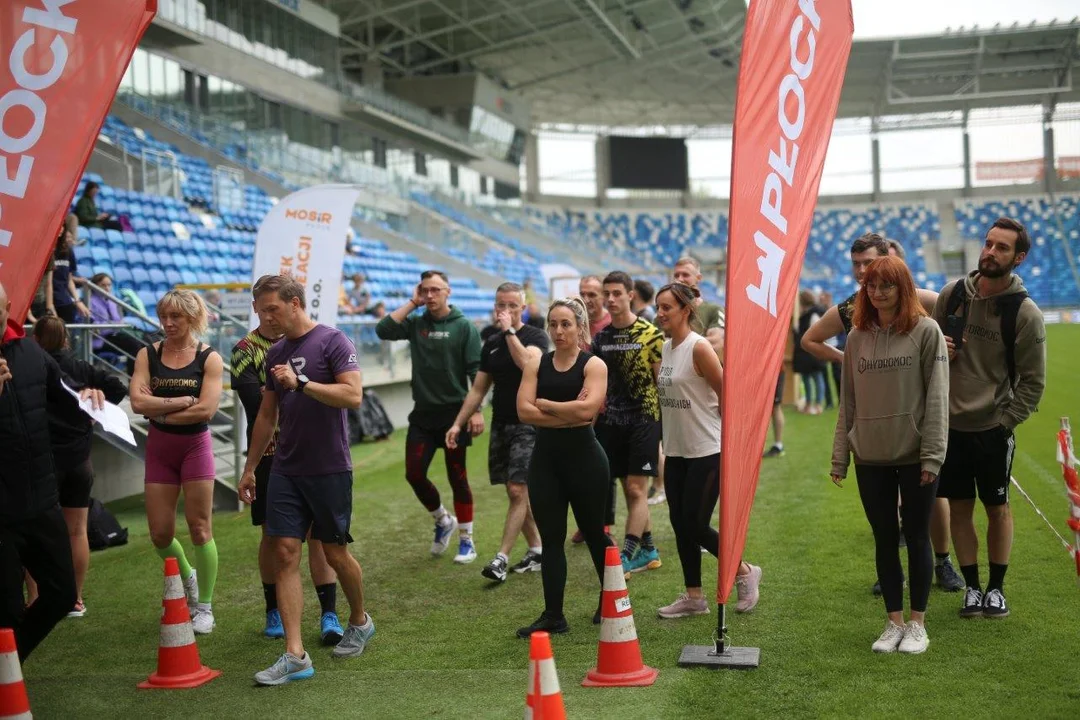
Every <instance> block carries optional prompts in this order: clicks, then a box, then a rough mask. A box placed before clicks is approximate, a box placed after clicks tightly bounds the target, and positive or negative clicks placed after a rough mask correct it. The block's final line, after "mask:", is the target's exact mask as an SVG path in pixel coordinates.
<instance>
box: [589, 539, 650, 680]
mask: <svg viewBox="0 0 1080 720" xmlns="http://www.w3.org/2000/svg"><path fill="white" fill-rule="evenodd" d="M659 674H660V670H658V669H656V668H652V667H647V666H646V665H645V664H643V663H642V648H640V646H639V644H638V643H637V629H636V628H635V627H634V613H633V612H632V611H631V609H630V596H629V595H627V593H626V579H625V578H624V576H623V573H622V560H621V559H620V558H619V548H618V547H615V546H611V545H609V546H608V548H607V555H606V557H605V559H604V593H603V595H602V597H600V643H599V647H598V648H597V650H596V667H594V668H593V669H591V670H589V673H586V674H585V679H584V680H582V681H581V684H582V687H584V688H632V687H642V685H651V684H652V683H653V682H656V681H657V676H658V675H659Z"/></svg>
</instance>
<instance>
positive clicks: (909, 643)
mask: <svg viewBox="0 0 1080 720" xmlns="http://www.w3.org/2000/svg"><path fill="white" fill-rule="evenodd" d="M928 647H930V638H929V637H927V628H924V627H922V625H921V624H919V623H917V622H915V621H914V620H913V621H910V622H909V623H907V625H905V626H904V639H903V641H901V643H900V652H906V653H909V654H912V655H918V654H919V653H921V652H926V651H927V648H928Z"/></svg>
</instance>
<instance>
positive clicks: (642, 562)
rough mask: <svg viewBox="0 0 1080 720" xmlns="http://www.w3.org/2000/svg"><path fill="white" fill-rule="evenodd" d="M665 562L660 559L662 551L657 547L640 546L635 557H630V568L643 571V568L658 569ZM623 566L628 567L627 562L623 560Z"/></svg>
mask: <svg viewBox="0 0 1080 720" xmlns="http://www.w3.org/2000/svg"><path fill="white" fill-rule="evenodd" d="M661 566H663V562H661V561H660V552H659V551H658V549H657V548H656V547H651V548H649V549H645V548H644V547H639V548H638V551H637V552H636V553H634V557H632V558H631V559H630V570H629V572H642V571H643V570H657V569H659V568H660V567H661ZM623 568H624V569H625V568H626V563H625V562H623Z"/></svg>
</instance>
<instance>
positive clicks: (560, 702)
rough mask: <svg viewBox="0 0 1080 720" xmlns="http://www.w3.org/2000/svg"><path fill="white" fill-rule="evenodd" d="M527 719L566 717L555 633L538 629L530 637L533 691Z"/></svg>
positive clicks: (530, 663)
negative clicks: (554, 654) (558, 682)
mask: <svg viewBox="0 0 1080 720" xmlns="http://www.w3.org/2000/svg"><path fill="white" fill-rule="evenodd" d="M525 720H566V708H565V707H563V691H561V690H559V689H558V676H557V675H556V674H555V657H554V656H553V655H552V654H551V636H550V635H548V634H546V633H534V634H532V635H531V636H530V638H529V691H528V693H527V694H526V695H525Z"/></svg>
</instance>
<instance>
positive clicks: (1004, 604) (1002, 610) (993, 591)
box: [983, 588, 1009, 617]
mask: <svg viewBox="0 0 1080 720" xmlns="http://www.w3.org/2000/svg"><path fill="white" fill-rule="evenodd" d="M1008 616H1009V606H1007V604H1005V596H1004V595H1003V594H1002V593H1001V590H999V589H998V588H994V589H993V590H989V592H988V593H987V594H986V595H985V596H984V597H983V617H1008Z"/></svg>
---
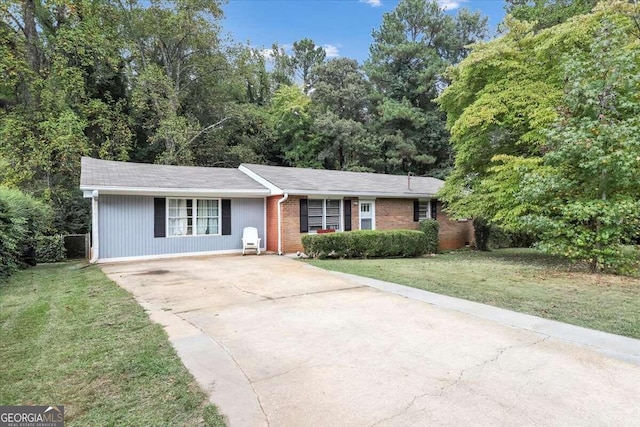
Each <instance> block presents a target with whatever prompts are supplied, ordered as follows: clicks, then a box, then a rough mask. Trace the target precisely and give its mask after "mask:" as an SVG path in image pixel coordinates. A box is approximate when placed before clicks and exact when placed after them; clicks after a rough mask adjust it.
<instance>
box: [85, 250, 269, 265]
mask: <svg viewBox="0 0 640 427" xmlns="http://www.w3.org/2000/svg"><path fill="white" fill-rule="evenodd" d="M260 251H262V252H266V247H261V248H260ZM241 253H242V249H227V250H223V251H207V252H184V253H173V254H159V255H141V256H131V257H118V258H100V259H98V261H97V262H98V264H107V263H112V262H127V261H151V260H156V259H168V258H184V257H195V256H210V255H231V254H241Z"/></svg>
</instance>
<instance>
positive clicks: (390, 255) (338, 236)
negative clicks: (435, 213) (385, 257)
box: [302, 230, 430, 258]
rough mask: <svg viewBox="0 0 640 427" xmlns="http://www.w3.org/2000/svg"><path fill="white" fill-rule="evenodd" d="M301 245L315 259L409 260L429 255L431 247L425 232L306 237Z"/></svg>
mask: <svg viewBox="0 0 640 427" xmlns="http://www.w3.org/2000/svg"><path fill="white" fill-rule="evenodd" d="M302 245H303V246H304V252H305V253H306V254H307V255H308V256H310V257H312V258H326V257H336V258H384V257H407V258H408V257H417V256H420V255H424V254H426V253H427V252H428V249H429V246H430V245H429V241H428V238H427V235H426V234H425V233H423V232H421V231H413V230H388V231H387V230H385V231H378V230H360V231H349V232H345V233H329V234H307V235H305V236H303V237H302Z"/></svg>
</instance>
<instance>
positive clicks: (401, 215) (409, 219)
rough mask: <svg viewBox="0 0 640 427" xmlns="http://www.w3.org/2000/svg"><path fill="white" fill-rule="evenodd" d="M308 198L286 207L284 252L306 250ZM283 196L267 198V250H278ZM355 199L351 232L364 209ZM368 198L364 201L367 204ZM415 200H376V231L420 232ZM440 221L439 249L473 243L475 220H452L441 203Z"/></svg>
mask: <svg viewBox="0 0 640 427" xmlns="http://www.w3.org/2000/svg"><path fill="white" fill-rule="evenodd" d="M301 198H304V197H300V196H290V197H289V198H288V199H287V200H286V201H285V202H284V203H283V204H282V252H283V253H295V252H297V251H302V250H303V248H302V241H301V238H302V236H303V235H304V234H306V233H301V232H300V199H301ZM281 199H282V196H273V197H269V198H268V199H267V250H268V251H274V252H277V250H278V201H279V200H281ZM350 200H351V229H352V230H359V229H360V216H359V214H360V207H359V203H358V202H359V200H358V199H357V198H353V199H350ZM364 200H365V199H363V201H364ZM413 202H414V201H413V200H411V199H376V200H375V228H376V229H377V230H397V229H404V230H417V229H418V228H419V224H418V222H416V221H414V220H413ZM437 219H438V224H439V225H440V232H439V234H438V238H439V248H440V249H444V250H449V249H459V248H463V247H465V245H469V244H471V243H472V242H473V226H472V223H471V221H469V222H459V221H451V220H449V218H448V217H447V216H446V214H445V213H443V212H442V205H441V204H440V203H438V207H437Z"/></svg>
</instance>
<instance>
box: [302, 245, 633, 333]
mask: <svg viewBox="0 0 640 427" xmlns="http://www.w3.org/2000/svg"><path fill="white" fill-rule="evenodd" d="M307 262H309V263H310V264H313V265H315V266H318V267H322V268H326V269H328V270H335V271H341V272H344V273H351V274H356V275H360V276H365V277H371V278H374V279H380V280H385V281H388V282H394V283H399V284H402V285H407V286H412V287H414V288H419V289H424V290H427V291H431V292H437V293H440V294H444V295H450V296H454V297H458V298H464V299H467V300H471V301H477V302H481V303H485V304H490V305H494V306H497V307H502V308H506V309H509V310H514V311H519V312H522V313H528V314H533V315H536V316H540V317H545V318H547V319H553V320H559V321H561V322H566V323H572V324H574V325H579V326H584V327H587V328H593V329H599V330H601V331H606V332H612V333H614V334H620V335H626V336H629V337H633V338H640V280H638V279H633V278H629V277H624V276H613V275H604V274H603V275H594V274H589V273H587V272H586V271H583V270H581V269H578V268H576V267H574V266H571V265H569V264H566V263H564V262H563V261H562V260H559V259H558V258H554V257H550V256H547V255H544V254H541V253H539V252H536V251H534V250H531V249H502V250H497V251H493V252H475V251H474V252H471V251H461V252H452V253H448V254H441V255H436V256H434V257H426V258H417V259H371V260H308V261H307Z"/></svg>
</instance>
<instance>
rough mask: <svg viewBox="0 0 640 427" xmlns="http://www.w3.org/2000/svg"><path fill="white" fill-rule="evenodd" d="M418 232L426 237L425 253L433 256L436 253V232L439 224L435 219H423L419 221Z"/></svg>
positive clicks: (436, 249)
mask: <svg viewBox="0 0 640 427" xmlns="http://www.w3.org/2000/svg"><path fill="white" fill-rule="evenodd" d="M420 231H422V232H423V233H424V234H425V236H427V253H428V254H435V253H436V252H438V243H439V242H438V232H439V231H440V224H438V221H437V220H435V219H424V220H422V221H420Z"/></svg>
--
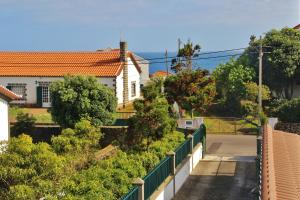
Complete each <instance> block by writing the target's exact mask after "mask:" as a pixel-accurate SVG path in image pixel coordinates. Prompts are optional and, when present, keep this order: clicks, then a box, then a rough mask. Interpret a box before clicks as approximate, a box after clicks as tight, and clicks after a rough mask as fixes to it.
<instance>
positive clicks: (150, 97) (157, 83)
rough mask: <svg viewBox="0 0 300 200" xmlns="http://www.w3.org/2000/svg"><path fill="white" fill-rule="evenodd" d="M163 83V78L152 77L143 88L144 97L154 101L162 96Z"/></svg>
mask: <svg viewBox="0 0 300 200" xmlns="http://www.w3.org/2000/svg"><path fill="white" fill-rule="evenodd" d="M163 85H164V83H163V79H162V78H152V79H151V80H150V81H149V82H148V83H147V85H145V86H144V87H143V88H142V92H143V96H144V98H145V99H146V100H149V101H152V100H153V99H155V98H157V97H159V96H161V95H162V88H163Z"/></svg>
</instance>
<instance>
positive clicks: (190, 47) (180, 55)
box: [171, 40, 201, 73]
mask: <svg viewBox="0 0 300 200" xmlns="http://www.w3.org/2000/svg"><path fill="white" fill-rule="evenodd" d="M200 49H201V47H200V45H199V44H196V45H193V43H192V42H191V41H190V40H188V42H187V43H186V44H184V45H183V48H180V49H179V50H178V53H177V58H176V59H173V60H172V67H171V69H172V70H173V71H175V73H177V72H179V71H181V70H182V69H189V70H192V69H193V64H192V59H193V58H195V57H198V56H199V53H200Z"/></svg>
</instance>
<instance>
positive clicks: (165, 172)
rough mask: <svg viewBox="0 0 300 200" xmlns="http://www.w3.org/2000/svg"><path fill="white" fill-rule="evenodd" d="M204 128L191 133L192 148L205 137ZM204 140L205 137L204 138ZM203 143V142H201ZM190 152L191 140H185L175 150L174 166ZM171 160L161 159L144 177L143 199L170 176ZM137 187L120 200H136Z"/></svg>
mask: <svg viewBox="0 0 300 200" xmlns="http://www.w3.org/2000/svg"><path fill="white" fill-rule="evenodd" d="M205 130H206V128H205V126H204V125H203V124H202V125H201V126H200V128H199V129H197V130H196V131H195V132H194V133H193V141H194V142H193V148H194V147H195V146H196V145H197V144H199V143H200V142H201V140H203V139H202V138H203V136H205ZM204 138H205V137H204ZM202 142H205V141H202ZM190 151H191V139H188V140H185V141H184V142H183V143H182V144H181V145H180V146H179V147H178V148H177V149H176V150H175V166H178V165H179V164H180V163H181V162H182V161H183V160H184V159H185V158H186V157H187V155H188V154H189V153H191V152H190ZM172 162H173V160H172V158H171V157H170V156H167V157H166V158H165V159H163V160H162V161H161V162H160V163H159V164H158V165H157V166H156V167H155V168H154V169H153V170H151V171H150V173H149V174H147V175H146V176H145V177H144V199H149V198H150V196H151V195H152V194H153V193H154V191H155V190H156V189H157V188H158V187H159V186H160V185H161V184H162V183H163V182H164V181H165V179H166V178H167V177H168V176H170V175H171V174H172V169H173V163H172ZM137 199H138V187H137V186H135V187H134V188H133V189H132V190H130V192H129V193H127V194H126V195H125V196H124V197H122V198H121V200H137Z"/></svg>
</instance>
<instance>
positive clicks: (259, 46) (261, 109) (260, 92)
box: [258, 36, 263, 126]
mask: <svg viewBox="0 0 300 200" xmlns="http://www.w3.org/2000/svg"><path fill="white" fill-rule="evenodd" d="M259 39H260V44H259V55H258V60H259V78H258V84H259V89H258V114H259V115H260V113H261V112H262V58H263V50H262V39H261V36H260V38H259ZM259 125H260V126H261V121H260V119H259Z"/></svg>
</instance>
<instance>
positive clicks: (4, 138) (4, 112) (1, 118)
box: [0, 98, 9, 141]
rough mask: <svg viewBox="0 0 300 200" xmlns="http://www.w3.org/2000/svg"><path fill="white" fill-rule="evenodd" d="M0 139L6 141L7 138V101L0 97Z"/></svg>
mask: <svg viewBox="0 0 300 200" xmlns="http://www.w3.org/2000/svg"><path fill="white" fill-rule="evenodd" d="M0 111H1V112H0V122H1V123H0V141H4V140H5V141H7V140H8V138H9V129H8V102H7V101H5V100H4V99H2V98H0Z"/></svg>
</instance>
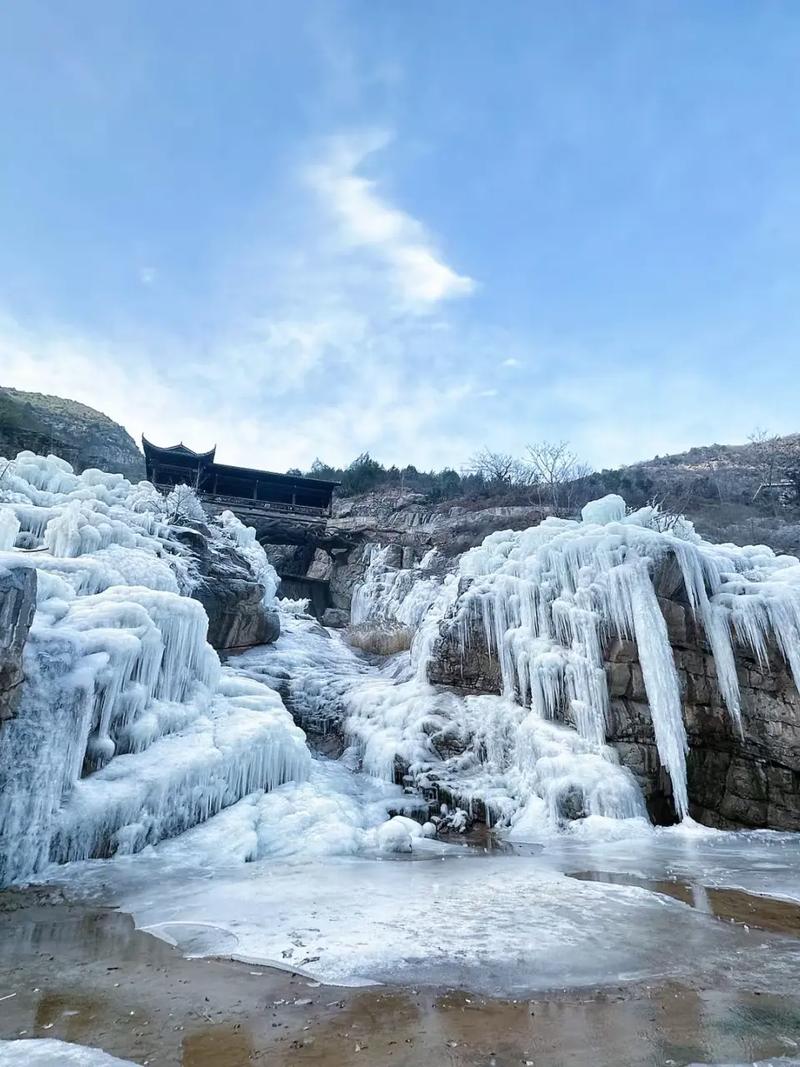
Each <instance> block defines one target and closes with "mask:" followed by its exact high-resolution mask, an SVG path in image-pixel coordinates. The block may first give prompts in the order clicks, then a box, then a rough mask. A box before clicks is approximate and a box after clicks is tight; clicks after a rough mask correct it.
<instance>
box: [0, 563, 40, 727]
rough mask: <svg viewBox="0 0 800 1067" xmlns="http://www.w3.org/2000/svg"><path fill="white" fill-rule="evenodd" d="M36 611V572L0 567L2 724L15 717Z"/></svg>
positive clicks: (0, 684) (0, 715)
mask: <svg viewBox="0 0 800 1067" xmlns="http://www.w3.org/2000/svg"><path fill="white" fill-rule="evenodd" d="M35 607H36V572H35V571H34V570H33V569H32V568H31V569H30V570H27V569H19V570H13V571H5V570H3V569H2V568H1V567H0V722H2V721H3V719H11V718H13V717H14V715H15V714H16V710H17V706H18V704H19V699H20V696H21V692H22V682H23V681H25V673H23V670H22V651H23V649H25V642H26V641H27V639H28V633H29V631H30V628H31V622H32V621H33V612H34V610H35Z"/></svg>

▸ Task details: Retype, in the same exact form, the lines of the material above from the line holding "Every <instance> block" through the line holding "positive clicks: (642, 562)".

▸ Response area:
Every <instance> block carries optional prompts in this order: clicks, then a box, then a rough mask. A box placed before clicks is approximate, a box placed after clicks tightly bounds the target, and positive or negative clicks placed after a rough mask correct it. The block's final line, after "mask:", is the target's exact mask as an SVG path in pixel coordinates.
<instance>
box: [589, 539, 650, 680]
mask: <svg viewBox="0 0 1080 720" xmlns="http://www.w3.org/2000/svg"><path fill="white" fill-rule="evenodd" d="M659 674H660V670H658V669H656V668H652V667H647V666H646V665H645V664H643V663H642V648H640V646H639V644H638V643H637V629H636V628H635V627H634V613H633V612H632V611H631V609H630V596H629V595H627V593H626V579H625V578H624V576H623V573H622V560H621V559H620V558H619V548H618V547H615V546H611V545H609V546H608V548H607V555H606V557H605V559H604V593H603V595H602V597H600V643H599V647H598V648H597V650H596V667H594V668H593V669H591V670H589V673H586V674H585V679H584V680H582V681H581V684H582V687H584V688H632V687H642V685H651V684H652V683H653V682H656V681H657V676H658V675H659Z"/></svg>
</instance>
<instance>
positive clicks: (909, 643)
mask: <svg viewBox="0 0 1080 720" xmlns="http://www.w3.org/2000/svg"><path fill="white" fill-rule="evenodd" d="M928 647H930V638H929V637H927V628H924V627H922V625H921V624H919V623H917V622H915V621H914V620H913V621H910V622H909V623H907V625H905V626H904V639H903V641H901V643H900V652H906V653H909V654H912V655H918V654H919V653H921V652H926V651H927V648H928Z"/></svg>
</instance>
<instance>
positive clicks: (642, 562)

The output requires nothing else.